[The task]
Copy all entries without alteration and skip the pictures they hold.

##### Given records

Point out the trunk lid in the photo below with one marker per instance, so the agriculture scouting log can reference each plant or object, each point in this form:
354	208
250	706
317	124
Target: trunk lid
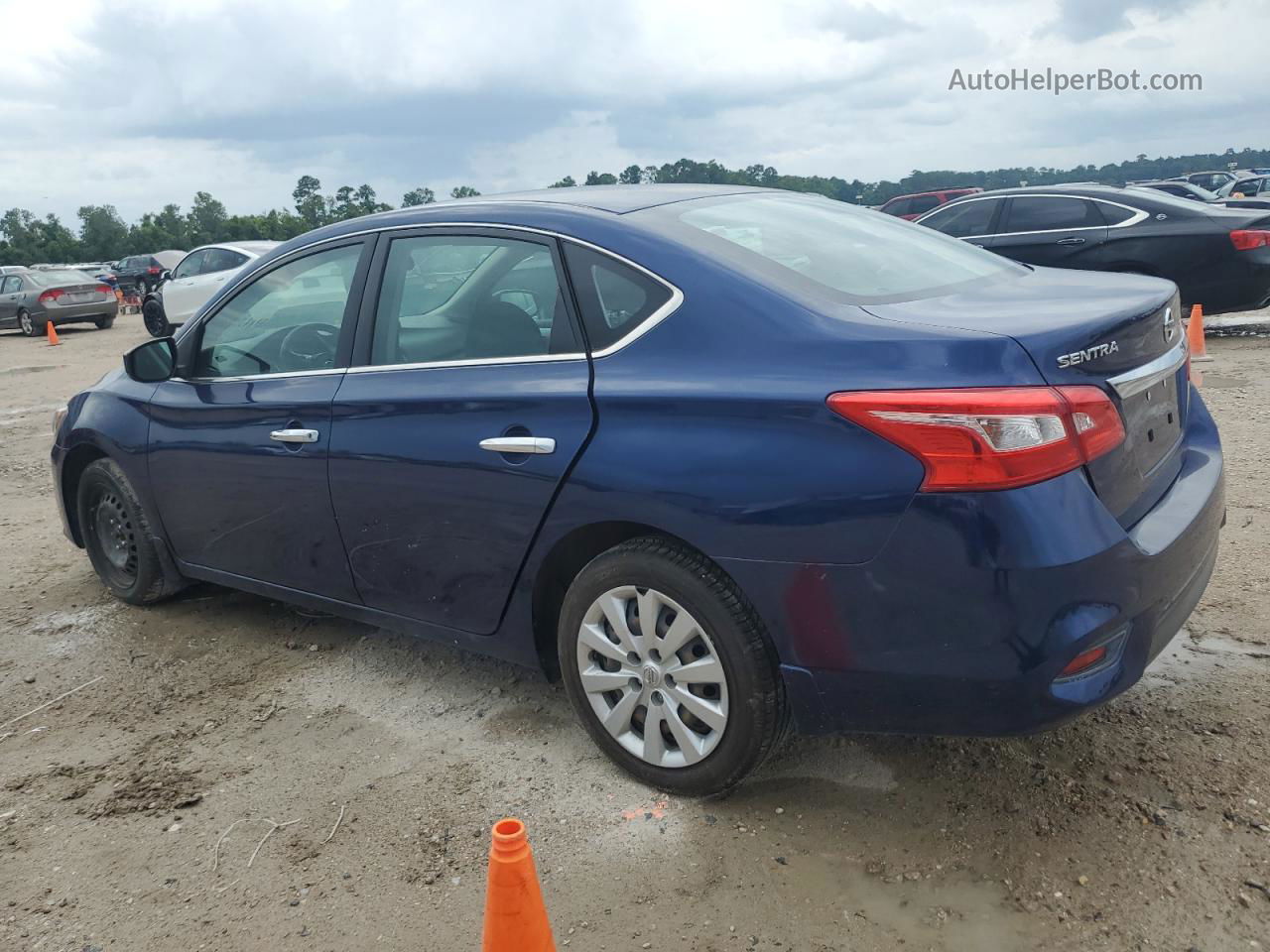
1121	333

##########

[Exercise result]
Point out the trunk lid in the photo below with one marker per instance, so the agriculture scouting log can reference each plant or object, each point in this form:
354	208
250	706
317	124
Target: trunk lid
1121	333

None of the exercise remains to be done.